What this task involves: Find the line with "of the soil" in the data below. Repeat it and every line after it up to the end, exactly, but drop the pictures.
-- Source material follows --
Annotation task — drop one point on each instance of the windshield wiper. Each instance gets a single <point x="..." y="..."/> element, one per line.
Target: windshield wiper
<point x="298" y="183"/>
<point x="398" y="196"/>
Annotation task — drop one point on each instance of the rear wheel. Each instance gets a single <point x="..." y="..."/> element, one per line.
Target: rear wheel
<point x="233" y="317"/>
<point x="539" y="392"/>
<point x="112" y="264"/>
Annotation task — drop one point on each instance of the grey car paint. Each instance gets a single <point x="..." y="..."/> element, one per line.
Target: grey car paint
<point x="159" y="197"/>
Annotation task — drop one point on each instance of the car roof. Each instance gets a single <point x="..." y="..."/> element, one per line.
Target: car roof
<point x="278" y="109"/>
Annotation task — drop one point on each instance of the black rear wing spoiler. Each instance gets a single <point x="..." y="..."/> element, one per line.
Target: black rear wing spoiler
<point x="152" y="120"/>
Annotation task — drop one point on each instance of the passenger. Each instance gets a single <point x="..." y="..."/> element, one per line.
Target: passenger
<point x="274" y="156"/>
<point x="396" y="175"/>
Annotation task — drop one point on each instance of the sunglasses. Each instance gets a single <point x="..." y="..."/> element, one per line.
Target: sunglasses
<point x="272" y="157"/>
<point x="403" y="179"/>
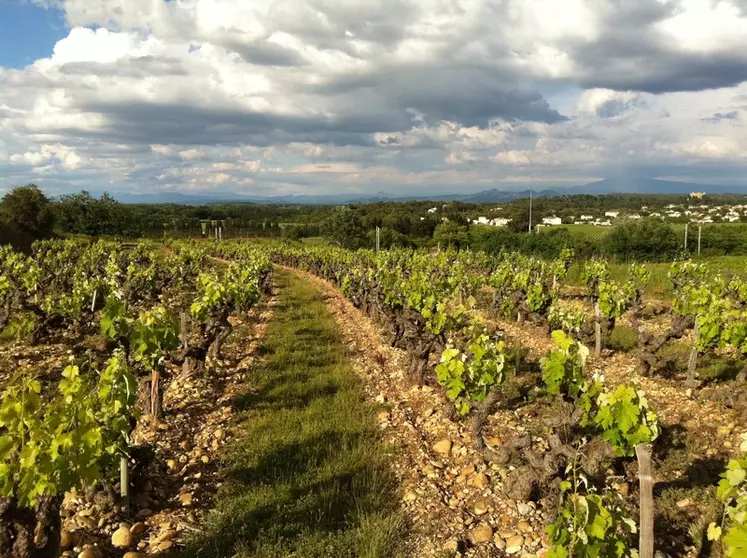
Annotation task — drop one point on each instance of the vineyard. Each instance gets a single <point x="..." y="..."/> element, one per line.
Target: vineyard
<point x="528" y="415"/>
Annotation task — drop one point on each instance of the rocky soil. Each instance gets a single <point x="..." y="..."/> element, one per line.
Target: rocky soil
<point x="173" y="493"/>
<point x="455" y="500"/>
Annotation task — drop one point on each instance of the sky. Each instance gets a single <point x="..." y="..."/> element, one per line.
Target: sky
<point x="275" y="97"/>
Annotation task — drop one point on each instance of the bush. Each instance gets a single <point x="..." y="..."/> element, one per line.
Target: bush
<point x="642" y="240"/>
<point x="623" y="339"/>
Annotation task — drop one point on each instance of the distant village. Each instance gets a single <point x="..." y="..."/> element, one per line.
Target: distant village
<point x="692" y="212"/>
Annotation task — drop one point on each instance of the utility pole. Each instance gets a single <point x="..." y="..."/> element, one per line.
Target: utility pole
<point x="530" y="211"/>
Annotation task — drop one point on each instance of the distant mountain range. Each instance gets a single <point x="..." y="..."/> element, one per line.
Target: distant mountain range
<point x="606" y="186"/>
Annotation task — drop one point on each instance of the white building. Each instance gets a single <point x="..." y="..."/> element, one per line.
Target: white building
<point x="500" y="222"/>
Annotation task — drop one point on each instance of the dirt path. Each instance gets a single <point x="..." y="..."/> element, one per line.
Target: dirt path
<point x="451" y="495"/>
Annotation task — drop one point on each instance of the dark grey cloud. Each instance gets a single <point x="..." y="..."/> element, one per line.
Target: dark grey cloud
<point x="632" y="54"/>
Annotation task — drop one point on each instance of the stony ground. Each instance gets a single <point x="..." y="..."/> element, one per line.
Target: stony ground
<point x="171" y="497"/>
<point x="454" y="498"/>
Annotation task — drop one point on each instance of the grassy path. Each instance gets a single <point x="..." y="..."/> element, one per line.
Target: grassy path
<point x="308" y="476"/>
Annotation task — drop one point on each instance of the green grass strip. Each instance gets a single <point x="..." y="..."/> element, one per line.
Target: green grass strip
<point x="308" y="475"/>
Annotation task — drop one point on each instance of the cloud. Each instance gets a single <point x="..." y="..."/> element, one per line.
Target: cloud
<point x="321" y="96"/>
<point x="719" y="116"/>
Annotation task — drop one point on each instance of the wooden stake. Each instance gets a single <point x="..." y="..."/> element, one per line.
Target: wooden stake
<point x="646" y="487"/>
<point x="155" y="410"/>
<point x="598" y="329"/>
<point x="124" y="484"/>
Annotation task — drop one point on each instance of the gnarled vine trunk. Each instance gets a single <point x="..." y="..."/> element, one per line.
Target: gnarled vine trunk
<point x="30" y="533"/>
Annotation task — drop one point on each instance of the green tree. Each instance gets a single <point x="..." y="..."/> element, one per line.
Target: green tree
<point x="344" y="226"/>
<point x="642" y="240"/>
<point x="452" y="235"/>
<point x="26" y="210"/>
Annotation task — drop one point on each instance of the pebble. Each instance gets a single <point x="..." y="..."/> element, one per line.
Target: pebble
<point x="482" y="533"/>
<point x="514" y="544"/>
<point x="122" y="538"/>
<point x="442" y="447"/>
<point x="468" y="470"/>
<point x="499" y="543"/>
<point x="524" y="509"/>
<point x="66" y="540"/>
<point x="481" y="480"/>
<point x="90" y="552"/>
<point x="138" y="529"/>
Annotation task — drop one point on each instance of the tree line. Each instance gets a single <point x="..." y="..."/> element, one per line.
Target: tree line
<point x="26" y="214"/>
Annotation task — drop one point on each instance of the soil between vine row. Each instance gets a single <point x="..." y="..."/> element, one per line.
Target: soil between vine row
<point x="307" y="474"/>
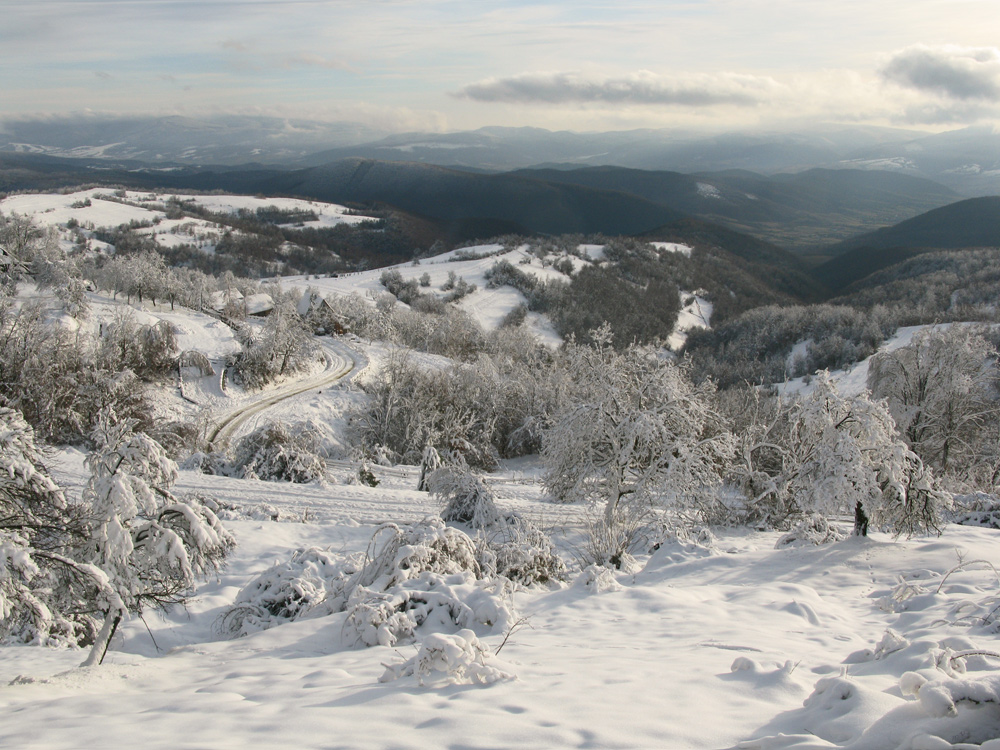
-- Source material concluded --
Exercise response:
Annotation task — drop one point on each instance of the soil between vine row. Each instance gets a single <point x="..." y="..."/> element, one per line.
Target: soil between vine row
<point x="307" y="474"/>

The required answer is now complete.